_EXERCISE INSTRUCTIONS_: Repeat all of the records verbatim.
>> start RECORDS SHOWN
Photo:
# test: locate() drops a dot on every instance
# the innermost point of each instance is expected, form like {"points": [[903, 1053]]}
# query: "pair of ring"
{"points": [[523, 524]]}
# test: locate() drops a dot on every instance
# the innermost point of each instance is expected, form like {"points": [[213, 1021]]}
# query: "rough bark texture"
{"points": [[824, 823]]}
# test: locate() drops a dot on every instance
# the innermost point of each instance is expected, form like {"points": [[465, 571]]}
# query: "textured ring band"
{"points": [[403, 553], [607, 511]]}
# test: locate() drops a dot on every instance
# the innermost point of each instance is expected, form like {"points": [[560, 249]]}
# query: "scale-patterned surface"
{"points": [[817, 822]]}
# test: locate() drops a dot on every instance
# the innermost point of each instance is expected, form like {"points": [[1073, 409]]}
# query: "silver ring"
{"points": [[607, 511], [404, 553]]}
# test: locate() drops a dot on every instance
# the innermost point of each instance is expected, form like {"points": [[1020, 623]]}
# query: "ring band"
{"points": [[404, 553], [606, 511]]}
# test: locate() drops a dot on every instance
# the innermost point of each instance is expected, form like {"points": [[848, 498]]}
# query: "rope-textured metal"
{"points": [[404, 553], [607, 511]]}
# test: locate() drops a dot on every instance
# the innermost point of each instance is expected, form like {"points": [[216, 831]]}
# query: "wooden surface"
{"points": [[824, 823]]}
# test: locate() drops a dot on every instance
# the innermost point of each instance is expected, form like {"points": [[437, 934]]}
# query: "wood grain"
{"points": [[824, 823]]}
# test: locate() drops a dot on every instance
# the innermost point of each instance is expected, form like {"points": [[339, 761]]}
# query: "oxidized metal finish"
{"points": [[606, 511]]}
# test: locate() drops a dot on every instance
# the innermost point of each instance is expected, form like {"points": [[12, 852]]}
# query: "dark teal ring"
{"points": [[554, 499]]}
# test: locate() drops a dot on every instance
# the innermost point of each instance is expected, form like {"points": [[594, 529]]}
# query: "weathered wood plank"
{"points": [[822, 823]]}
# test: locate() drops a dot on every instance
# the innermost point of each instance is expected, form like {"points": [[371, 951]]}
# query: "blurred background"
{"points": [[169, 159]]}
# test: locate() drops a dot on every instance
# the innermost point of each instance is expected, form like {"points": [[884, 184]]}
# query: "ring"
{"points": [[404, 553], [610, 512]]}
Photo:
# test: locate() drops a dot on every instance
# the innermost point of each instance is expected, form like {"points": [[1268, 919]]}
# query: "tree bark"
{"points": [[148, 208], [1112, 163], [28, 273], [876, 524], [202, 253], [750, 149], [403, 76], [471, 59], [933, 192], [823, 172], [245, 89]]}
>> end RECORDS SHOWN
_SOLUTION_:
Photo:
# test: locate() drops a dot on every instance
# the innermost point of each instance is expected, form like {"points": [[903, 1053]]}
# query: "pair of ring"
{"points": [[523, 524]]}
# test: locate() drops a dot on every instance
# the innermost point of each instance is expected, form like {"points": [[213, 1021]]}
# query: "rough bark texture"
{"points": [[824, 823]]}
# test: locate() drops a dot on every instance
# the innermost point of each instance is expected, form like {"points": [[465, 571]]}
# query: "textured ring band"
{"points": [[403, 553], [607, 511]]}
# test: locate() drops a dot on every instance
# the innermost point of each instance is expected, form like {"points": [[560, 249]]}
# query: "scale-patterned surface"
{"points": [[817, 822]]}
# test: locate() drops a dot on every instance
# the innermost point of each instance is expected, form like {"points": [[1073, 409]]}
# query: "silver ring"
{"points": [[607, 511], [404, 553]]}
# test: locate() drops a dot on every instance
# the innermost point of each instance is expected, form like {"points": [[1020, 623]]}
# query: "ring band"
{"points": [[404, 553], [606, 511]]}
# test: locate() drops a dot on every instance
# the innermost point of each instance is expected, form like {"points": [[848, 498]]}
# query: "rope-textured metal"
{"points": [[404, 553], [607, 511]]}
# test: locate() drops a dot on every instance
# the innermost point of each instance is expected, form like {"points": [[216, 831]]}
# query: "wooden surface"
{"points": [[824, 823]]}
# test: locate() drops a dot on every instance
# the innermost point of each instance is expected, form like {"points": [[437, 934]]}
# query: "wood grain"
{"points": [[824, 823]]}
# test: locate() drops a dot on every instance
# the innermost point of each instance is expected, form like {"points": [[339, 761]]}
# query: "oxidized metal finish"
{"points": [[606, 511]]}
# test: locate() drops a dot on every instance
# the innermost point of each instance is expected, form like {"points": [[12, 852]]}
# query: "dark teal ring"
{"points": [[554, 499]]}
# test: locate() drops a dot on every instance
# the innermost point of each instance is expected, form like {"points": [[594, 529]]}
# query: "weathered wood plank"
{"points": [[822, 823]]}
# test: locate() drops a dot on every instance
# the innermost point of each instance is expected, form like {"points": [[371, 951]]}
# query: "blurred background"
{"points": [[169, 159]]}
# test: locate() drops a dot on every instance
# the innermost point of each instance is expected, form like {"points": [[884, 184]]}
# query: "ring"
{"points": [[404, 553], [610, 512]]}
Photo:
# test: locate() drops a dot on every instance
# the innermost point of each instance is expected, form like {"points": [[1268, 919]]}
# query: "tree bark"
{"points": [[148, 208], [1112, 163], [28, 273], [876, 524], [202, 253], [750, 149], [403, 76], [471, 59], [933, 192], [823, 172], [245, 89]]}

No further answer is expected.